**INSTRUCTIONS FOR THE TASK**
Write down each entry precisely as given.

(Stored data entries)
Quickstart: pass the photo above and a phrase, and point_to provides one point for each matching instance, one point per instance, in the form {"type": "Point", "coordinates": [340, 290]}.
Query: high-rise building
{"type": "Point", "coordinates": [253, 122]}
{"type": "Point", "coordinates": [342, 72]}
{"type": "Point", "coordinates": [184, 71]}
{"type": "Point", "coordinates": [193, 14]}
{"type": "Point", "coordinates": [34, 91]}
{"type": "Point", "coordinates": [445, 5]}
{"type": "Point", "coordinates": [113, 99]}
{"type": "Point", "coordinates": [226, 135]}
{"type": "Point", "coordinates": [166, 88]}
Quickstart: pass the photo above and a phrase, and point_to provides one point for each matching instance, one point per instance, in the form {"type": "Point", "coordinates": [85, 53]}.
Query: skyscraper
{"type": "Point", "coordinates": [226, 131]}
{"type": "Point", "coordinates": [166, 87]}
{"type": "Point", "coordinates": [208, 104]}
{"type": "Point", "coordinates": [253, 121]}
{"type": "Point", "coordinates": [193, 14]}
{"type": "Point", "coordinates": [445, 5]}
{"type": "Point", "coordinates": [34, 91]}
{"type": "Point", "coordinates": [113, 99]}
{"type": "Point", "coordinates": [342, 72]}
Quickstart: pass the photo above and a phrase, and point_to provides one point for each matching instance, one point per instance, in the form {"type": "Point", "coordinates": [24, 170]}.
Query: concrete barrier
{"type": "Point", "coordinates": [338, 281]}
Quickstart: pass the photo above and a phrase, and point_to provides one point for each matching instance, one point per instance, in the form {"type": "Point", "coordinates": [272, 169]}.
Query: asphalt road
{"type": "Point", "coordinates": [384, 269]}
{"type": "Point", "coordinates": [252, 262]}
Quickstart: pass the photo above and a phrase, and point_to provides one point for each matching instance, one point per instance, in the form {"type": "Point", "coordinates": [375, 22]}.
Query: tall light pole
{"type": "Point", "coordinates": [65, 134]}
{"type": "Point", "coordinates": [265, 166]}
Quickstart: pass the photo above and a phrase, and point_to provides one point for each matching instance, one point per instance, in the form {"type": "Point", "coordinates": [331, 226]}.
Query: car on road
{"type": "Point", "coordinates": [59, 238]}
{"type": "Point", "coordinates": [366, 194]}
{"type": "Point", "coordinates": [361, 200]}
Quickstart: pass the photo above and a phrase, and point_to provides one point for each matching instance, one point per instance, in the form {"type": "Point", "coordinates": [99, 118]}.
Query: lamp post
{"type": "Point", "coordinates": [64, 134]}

**RESULT**
Quickstart: pass the photo above and a phrase, and point_to provides one point for each matching instance, one point per instance, in the form {"type": "Point", "coordinates": [340, 290]}.
Query: high-rise building
{"type": "Point", "coordinates": [253, 122]}
{"type": "Point", "coordinates": [342, 72]}
{"type": "Point", "coordinates": [184, 71]}
{"type": "Point", "coordinates": [193, 14]}
{"type": "Point", "coordinates": [34, 91]}
{"type": "Point", "coordinates": [445, 5]}
{"type": "Point", "coordinates": [113, 99]}
{"type": "Point", "coordinates": [226, 135]}
{"type": "Point", "coordinates": [166, 88]}
Quickstart: pass the photo above and a phrase, and point_to provides one point for each matching instance, one point per instance, in the form {"type": "Point", "coordinates": [85, 53]}.
Query: skyscraper
{"type": "Point", "coordinates": [226, 131]}
{"type": "Point", "coordinates": [166, 87]}
{"type": "Point", "coordinates": [208, 104]}
{"type": "Point", "coordinates": [253, 121]}
{"type": "Point", "coordinates": [193, 14]}
{"type": "Point", "coordinates": [445, 5]}
{"type": "Point", "coordinates": [34, 91]}
{"type": "Point", "coordinates": [113, 99]}
{"type": "Point", "coordinates": [342, 72]}
Quickstart: pass the photo above and a phrase, and point_to provides one point for each matching instance, one point per instance, in the form {"type": "Point", "coordinates": [24, 170]}.
Query: concrete barrier
{"type": "Point", "coordinates": [338, 281]}
Quickstart: pass the photo above and a phrase, and point_to provides one point for each matching instance, one point per instance, in the form {"type": "Point", "coordinates": [272, 169]}.
Query: asphalt road
{"type": "Point", "coordinates": [384, 269]}
{"type": "Point", "coordinates": [252, 262]}
Quickstart: pass the photo above and a phrase, and point_to provides one point for each matching instance, one point per instance, in the form {"type": "Point", "coordinates": [375, 22]}.
Query: tall light pole
{"type": "Point", "coordinates": [65, 134]}
{"type": "Point", "coordinates": [265, 166]}
Quickstart: pass the photo above and a phrase, and point_to provides one point for each matching instance, one point per instance, in the form {"type": "Point", "coordinates": [331, 226]}.
Query: car on road
{"type": "Point", "coordinates": [59, 238]}
{"type": "Point", "coordinates": [366, 194]}
{"type": "Point", "coordinates": [361, 200]}
Quickstart: pass the photo above and a phrase, and point_to provides one point for each matching instance, one point per instance, in the form {"type": "Point", "coordinates": [99, 118]}.
Query: lamp post
{"type": "Point", "coordinates": [64, 134]}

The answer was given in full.